INSTRUCTIONS TO FOLLOW:
Rewrite only the lines of the material starting at the line containing "it: point(389, 74)." and ending at the line containing "point(649, 22)", substituting "pin" for each occurrence of "marker" and leaving everything else unchanged.

AVAILABLE RECORDS:
□ □ □ □

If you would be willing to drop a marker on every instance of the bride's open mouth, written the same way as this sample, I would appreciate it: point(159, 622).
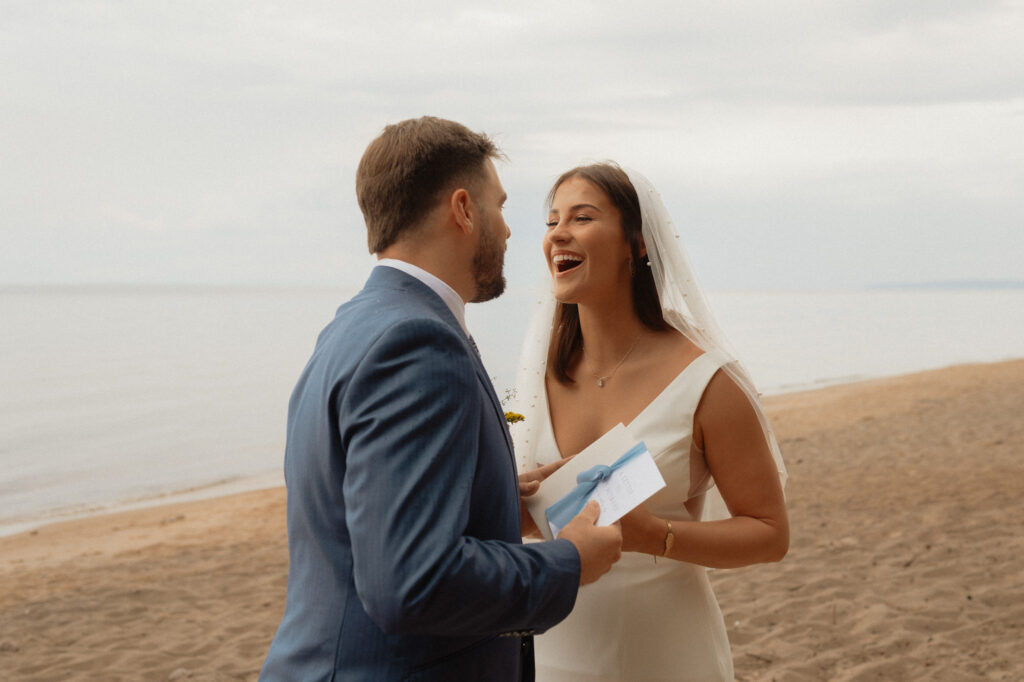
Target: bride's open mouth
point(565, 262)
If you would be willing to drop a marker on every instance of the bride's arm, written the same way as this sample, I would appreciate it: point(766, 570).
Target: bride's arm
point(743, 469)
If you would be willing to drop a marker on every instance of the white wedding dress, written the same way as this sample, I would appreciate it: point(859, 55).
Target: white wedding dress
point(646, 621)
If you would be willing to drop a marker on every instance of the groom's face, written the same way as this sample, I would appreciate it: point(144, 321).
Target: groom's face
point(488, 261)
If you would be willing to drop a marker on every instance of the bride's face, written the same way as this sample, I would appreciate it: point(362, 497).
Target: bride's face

□ □ □ □

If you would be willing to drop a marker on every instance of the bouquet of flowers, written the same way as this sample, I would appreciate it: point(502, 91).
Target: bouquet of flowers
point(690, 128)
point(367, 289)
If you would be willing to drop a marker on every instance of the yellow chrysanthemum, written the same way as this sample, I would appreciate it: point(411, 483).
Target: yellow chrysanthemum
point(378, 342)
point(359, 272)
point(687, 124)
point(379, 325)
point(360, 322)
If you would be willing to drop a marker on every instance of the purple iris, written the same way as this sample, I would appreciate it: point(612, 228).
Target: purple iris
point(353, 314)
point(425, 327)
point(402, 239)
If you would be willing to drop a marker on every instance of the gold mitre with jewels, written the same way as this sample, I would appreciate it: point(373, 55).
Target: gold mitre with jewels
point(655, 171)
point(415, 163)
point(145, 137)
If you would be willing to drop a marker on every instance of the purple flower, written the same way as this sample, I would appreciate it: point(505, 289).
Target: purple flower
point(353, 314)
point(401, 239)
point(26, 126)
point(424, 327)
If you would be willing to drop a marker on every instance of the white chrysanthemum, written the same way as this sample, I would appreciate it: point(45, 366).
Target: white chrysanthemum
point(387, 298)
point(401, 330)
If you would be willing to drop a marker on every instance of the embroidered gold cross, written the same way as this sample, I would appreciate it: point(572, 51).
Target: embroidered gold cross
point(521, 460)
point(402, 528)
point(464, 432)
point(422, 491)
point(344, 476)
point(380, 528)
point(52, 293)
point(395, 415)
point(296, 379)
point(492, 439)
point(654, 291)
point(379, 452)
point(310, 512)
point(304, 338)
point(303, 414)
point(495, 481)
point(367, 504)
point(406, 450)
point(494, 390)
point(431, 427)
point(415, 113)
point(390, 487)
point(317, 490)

□ □ □ □

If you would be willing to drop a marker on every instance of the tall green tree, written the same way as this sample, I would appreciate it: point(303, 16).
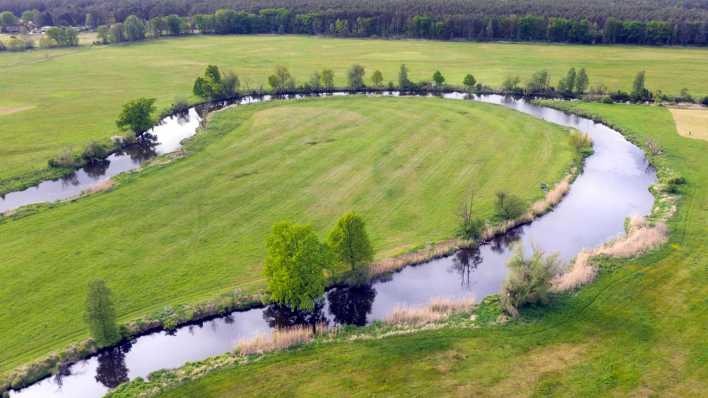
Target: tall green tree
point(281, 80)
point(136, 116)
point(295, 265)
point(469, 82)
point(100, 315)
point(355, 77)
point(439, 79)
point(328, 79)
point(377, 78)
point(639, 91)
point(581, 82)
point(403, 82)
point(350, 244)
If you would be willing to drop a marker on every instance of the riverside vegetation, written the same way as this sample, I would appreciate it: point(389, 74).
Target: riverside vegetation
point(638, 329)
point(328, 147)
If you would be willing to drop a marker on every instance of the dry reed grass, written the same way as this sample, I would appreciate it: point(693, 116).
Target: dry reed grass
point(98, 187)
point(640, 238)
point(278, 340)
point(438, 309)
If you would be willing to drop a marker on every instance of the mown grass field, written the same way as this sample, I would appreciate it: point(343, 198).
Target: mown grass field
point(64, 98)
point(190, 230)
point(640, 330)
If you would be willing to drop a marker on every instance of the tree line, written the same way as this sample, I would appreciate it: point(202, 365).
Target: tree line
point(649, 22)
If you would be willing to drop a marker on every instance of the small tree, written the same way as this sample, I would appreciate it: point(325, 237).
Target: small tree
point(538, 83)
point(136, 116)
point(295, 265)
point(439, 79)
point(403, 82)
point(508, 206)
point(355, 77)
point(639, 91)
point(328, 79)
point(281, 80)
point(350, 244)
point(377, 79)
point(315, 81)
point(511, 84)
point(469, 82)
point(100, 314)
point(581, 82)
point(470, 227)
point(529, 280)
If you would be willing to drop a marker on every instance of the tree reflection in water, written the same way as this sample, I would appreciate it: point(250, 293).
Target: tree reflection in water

□ □ □ □

SOLUTION TO THIS TASK:
If you would be willing to drop a pin on every instance of the riverside vegetation, written the same way as this sample, I would appreciate it: point(389, 74).
Target: riverside vegetation
point(638, 329)
point(328, 147)
If you would be willing to drop a pin on every instance of the dry reed grass, written the same way as this sample, I would appreciate it: point(693, 116).
Target: dry reed grass
point(98, 187)
point(640, 238)
point(278, 340)
point(438, 309)
If you would be willing to drop a pin on every instance of the mown grass field, written the same way as this sample, I would appreciate it: point(343, 198).
Target: mown grass field
point(64, 98)
point(190, 230)
point(640, 330)
If you would be willing to drop a pin on every instance of the tree line, written the same way as this sample, I would appreciate it: point(202, 365).
Target: tree line
point(649, 22)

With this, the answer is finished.